_PROBLEM TO WORK ON_: Rewrite the rows from the first line of the rows up to and including the line with "[(324, 150)]", replacing every "Annotation task" with "Labeling task" and leaving everything else unchanged. Leave the pictures out of your answer.

====== GIVEN RECORDS ======

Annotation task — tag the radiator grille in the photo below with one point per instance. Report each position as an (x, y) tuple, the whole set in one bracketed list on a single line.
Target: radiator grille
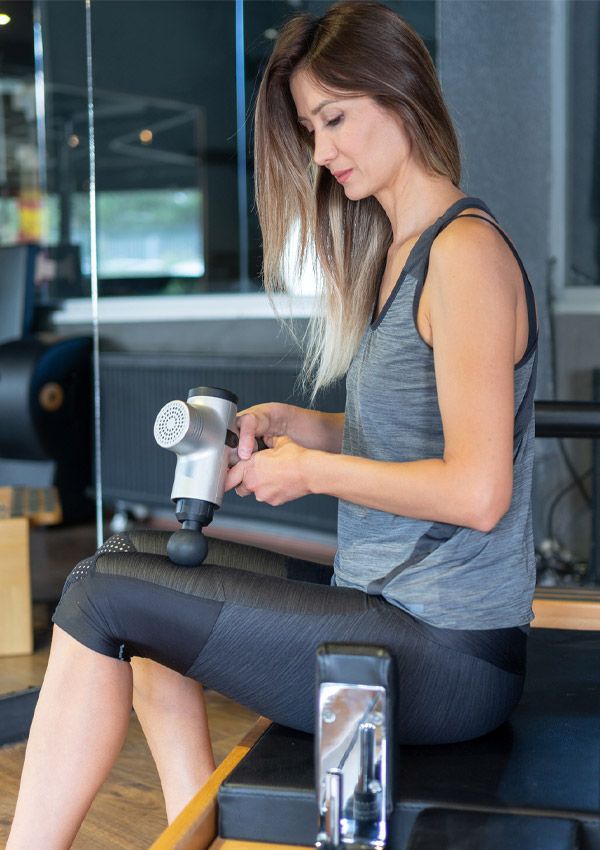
[(135, 387)]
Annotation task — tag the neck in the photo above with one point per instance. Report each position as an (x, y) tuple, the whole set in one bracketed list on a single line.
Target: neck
[(416, 200)]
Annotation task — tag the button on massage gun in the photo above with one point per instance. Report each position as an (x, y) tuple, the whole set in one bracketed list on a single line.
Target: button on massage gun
[(201, 432)]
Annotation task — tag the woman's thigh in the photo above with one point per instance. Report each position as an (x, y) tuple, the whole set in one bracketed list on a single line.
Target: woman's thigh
[(253, 636)]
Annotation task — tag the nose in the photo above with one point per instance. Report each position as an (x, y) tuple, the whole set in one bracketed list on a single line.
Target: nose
[(324, 150)]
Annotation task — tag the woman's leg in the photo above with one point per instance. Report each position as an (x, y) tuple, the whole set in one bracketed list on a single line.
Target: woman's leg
[(78, 730), (172, 714)]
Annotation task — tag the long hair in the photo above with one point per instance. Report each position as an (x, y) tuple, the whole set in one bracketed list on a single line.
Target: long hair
[(360, 48)]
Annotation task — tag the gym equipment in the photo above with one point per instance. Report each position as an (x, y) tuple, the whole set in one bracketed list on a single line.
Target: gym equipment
[(354, 746), (531, 783), (46, 415), (201, 432)]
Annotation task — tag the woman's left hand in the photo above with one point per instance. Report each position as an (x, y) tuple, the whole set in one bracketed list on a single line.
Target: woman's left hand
[(275, 475)]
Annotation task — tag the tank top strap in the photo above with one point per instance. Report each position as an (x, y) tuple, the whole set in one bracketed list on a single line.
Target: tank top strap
[(419, 265), (418, 259)]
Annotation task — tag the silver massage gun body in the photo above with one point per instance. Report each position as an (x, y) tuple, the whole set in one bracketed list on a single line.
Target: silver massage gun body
[(201, 432)]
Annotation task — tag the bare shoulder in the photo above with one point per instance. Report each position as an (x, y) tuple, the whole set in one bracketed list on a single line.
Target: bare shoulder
[(471, 252)]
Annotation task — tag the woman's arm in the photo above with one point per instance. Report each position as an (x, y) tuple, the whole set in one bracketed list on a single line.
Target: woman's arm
[(472, 298)]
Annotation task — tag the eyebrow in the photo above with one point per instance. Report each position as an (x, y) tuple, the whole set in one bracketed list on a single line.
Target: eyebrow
[(318, 108)]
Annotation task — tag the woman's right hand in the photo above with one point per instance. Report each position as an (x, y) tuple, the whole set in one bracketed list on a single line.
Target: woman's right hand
[(261, 421)]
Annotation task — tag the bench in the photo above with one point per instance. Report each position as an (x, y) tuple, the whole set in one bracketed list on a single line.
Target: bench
[(533, 784)]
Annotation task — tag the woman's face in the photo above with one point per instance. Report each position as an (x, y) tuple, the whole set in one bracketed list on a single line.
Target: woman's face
[(363, 145)]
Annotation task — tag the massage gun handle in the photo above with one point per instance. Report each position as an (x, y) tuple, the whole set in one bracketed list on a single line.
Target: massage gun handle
[(232, 440)]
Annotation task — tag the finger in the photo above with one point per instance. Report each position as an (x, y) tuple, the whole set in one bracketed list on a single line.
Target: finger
[(248, 425), (276, 442), (234, 476)]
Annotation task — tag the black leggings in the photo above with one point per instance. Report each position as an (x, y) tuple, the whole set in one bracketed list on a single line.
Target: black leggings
[(247, 623)]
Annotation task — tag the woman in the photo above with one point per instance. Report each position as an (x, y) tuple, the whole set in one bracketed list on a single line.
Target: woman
[(429, 311)]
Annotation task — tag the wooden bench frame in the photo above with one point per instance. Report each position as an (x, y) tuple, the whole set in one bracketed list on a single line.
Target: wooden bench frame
[(197, 826)]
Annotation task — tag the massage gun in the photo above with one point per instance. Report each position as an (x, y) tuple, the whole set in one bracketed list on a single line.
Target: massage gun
[(201, 433)]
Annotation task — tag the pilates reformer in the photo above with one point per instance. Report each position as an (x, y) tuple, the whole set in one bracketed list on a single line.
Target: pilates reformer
[(532, 784)]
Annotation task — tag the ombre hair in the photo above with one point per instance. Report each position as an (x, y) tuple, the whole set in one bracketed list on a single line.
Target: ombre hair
[(360, 48)]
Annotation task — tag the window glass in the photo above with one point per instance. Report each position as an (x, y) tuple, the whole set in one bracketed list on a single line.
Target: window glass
[(174, 87), (583, 220)]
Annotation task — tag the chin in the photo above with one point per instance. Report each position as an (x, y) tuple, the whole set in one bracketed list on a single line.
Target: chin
[(355, 194)]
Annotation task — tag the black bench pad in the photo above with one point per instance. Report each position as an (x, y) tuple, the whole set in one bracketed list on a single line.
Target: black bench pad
[(542, 767)]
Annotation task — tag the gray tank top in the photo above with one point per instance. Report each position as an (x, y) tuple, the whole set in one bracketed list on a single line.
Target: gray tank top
[(449, 576)]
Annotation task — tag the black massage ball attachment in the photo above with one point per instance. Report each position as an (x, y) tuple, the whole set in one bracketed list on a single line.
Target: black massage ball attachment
[(187, 547)]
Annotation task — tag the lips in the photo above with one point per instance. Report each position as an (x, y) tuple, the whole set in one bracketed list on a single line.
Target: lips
[(342, 176)]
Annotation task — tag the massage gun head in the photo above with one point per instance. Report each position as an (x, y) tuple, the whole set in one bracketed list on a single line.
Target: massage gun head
[(201, 433)]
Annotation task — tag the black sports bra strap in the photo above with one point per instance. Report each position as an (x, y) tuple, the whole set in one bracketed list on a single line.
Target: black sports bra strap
[(532, 320)]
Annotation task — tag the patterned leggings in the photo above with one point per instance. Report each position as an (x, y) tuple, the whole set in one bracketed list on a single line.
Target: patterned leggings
[(247, 623)]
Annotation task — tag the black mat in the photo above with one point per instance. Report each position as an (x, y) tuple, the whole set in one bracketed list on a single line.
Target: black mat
[(544, 764)]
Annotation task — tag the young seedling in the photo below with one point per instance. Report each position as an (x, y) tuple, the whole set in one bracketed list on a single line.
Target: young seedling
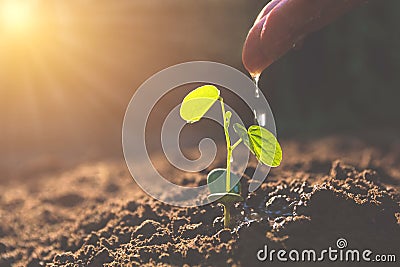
[(225, 186)]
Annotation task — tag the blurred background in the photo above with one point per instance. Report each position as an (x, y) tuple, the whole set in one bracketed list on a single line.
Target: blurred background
[(69, 68)]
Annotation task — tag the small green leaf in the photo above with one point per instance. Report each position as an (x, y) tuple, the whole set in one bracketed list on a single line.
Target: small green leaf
[(265, 146), (228, 116), (198, 102), (216, 181), (242, 132)]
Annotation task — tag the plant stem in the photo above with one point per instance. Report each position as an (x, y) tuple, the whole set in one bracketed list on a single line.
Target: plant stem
[(228, 148), (227, 215), (236, 144)]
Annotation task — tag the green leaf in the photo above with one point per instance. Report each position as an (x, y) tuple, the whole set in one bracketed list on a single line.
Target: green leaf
[(262, 143), (242, 132), (198, 102), (216, 181), (264, 146)]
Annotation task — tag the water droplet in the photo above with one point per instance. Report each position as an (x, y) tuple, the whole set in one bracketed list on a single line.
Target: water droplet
[(260, 117), (256, 79)]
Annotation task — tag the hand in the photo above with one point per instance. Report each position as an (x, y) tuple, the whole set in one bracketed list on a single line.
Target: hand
[(283, 23)]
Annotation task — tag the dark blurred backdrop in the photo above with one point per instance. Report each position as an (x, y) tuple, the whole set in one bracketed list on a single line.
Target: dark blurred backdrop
[(66, 80)]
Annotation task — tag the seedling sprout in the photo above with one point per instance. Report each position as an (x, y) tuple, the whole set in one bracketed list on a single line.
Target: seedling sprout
[(261, 142)]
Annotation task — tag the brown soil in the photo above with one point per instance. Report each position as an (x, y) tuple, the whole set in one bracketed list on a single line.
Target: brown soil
[(94, 215)]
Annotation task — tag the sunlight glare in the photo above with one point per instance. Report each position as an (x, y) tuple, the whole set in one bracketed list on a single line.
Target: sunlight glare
[(16, 15)]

======

_WRITTEN REPLY_:
Labeling task — tag the radiator grille in the photo below with one point per instance. Report each position as an (x, y) tuple, the whole set in one bracketed list on a single line.
Target: radiator grille
[(135, 387)]
Labeling task — tag the neck in the photo above with one point per instance. Report each position as an (x, y) tuple, the whole set in one bracketed list on a single line.
Target: neck
[(416, 200)]
Labeling task — tag the button on massage gun in the photo above with one point per instance. Report each position as an (x, y) tuple, the whole set in one bracketed list on a single line.
Target: button on massage gun
[(201, 432)]
Labeling task — tag the woman's thigh in the photo above with one point per instance. Report each position as an (x, y) tuple, the whole set in one bracketed list on a single line.
Target: woman's thigh
[(253, 636)]
Labeling task — tag the nose in the photo above with one point per instance. Report each position as an (x, y) tuple, the whole set in one bracketed list on a single line.
Target: nose
[(324, 150)]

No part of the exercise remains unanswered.